Task objective
The lines below that include "dark" are to be found and copied.

Collected data entries
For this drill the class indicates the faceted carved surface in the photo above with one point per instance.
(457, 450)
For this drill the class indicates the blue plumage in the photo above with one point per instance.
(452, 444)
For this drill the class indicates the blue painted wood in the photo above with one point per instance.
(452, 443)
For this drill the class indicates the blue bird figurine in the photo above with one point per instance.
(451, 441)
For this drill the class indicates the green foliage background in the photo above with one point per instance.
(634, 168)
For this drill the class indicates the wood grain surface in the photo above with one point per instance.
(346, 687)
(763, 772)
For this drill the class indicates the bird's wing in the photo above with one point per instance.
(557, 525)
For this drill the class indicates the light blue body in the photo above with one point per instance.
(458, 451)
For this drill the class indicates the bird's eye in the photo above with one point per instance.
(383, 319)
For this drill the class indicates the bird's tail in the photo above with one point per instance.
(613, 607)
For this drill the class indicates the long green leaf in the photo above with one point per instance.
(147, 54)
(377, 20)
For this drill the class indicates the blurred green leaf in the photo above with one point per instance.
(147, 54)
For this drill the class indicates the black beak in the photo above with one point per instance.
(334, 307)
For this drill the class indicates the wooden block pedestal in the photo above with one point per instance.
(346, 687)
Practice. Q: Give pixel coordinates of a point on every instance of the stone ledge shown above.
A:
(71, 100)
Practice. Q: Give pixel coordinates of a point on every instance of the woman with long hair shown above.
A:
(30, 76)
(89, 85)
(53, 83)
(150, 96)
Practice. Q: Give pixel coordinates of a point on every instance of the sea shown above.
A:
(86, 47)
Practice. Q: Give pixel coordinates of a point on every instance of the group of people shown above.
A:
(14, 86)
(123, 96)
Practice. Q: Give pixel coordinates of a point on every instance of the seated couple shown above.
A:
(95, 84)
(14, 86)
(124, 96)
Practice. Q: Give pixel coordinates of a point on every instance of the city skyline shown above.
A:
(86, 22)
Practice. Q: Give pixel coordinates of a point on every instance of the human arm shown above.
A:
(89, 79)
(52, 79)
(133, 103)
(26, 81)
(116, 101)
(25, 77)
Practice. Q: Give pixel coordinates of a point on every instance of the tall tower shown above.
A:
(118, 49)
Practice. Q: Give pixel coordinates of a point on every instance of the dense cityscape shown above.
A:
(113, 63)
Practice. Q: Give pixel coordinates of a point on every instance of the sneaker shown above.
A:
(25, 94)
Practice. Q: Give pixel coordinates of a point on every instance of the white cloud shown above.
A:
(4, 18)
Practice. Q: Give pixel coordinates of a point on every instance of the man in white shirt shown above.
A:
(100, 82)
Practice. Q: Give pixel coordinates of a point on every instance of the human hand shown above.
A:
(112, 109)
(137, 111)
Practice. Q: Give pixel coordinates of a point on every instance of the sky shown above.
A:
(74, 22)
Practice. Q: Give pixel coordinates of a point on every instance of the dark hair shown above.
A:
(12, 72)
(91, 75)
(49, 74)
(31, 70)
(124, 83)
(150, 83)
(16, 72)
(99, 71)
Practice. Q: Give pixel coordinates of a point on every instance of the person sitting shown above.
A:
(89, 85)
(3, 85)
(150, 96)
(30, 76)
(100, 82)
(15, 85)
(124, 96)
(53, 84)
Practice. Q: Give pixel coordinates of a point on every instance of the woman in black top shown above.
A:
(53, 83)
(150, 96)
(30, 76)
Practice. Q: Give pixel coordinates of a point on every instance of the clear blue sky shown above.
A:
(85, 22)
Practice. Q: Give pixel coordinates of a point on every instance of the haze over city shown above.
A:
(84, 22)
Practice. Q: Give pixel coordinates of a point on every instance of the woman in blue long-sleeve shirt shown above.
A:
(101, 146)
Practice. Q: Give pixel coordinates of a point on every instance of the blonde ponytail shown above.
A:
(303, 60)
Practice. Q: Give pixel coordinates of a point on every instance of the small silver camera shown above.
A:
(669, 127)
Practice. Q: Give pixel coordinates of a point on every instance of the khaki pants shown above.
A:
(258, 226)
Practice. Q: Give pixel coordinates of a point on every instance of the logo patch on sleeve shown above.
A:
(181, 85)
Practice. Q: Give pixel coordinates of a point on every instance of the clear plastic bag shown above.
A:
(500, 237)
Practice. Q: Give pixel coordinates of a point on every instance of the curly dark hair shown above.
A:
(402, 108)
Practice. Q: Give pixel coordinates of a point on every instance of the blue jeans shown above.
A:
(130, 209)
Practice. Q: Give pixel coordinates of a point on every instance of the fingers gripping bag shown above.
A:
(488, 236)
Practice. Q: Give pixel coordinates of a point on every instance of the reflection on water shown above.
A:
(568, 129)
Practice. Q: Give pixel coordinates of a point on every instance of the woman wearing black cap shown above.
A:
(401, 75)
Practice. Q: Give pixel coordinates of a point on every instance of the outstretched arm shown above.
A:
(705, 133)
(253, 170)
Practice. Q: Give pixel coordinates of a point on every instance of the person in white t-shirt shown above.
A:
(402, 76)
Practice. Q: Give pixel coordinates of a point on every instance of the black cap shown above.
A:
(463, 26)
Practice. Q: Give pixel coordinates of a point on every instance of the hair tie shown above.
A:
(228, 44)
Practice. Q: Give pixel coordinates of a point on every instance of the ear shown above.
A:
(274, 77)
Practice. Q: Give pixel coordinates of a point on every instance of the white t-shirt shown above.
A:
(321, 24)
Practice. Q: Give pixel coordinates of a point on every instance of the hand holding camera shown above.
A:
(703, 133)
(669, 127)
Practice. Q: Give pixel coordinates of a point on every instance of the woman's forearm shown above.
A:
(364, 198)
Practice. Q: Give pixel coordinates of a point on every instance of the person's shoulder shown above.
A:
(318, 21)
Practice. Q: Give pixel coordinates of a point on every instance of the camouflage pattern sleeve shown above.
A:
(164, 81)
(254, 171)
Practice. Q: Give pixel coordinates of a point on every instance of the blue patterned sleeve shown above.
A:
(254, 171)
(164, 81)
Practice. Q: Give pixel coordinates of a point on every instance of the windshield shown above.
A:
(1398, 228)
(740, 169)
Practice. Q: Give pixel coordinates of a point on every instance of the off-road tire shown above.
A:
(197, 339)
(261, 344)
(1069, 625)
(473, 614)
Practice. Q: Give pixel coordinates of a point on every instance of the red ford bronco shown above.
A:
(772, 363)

Answer to this task
Practice. Q: Give pixel coordinates of a point on every instance of the dark hair shown above.
Practice. Q: Give pixel coordinates of a point on every instance of the curly dark hair shown above.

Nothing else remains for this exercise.